* [Document passage]
╭──
The attempt to commit suicide is much less liable to interruption than attempted murder. There is no resistance from the opponent to be allowed for, and it is easy to evade the officers of the law by attempting the act when alone. As a matter of fact, it is a rare event for anyone to commit suicide when in company with others. The majority of suicides are not discovered until after death.

Comte considers it a folly of lawmakers to think that enactments can check the act.

Heber, “Journey through India,” calls attention to the very small amount of success, during many years, which English officials achieved in preventing suicidal drowning at Benares and elsewhere in British India, by means of legal enactments.

THE LAW OF SUICIDAL ATTEMPTS.

Suicide, as before described, is a felony; the attempt to commit a felony is in the eye of the English law a misdemeanour; consult R. _v._ Higgins, 2 East., 8; and R. _v._ Martin, 9 C. and P. 213-215. An attempt at Felo-de-se is a misdemeanour over which the quarter sessions have jurisdiction; but it is not an attempt to commit murder within the meaning of the Act 24 & 25 Vict, c. 100, _see_ R. _v._ Burgess, 1. L. and C. 258, 32 L. J., M. C. 56.

When the police hear of an attempt at suicide, the culprit is taken in charge by them; if seriously injured the patient is watched in hospital by a police officer. It is customary to charge the offender before the magistrates as soon as practicable; in such a case it is more usual to bind over the prisoner to “keep the peace,” than it is to send the case for trial; if there be any evidence of insanity, the prisoner is examined by the police surgeon and another medical man; and if found to be insane is certified as such, and confined in an asylum.
╰──
* [What to work on] Continue the passage on the law of suicidal attempts from its last sentence. The listing comes from a separate source unrelated to the passage.

* [Information provided]
╭──
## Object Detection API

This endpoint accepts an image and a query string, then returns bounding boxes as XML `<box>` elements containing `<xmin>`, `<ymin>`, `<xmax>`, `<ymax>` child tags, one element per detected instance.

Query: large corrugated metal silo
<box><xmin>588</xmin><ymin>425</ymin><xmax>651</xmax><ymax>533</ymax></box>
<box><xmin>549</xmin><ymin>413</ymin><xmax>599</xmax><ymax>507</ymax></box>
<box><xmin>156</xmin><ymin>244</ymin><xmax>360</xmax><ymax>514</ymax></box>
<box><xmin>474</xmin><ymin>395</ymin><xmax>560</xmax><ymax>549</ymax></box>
╰──
* [Answer area]
I cannot refrain from saying that both law and custom with respect to Suicide are in a very unsatisfactory and anomalous state. On the one hand, self-murder is ranked by the law as a _felony_, one of the worst of crimes;─on the other hand, hardly one suicide a year is called a _felon_. Suicide is not in law any proof of the existence of insanity, yet no sooner is the suicide quite dead, than almost every one cries out that he was insane. Again, an attempt at suicide is a misdemeanour punishable by imprisonment, yet a person caught in the act and taken before the magistrates is generally dismissed from custody, not because of insanity, certainly not, because if that were the plea, he would be sent to an asylum, and not set free; but let the culprit presently die from a cause dependent on the suicidal injury, and the verdict will be that he was insane. Surely such incongruities cannot be allowed to exist much longer.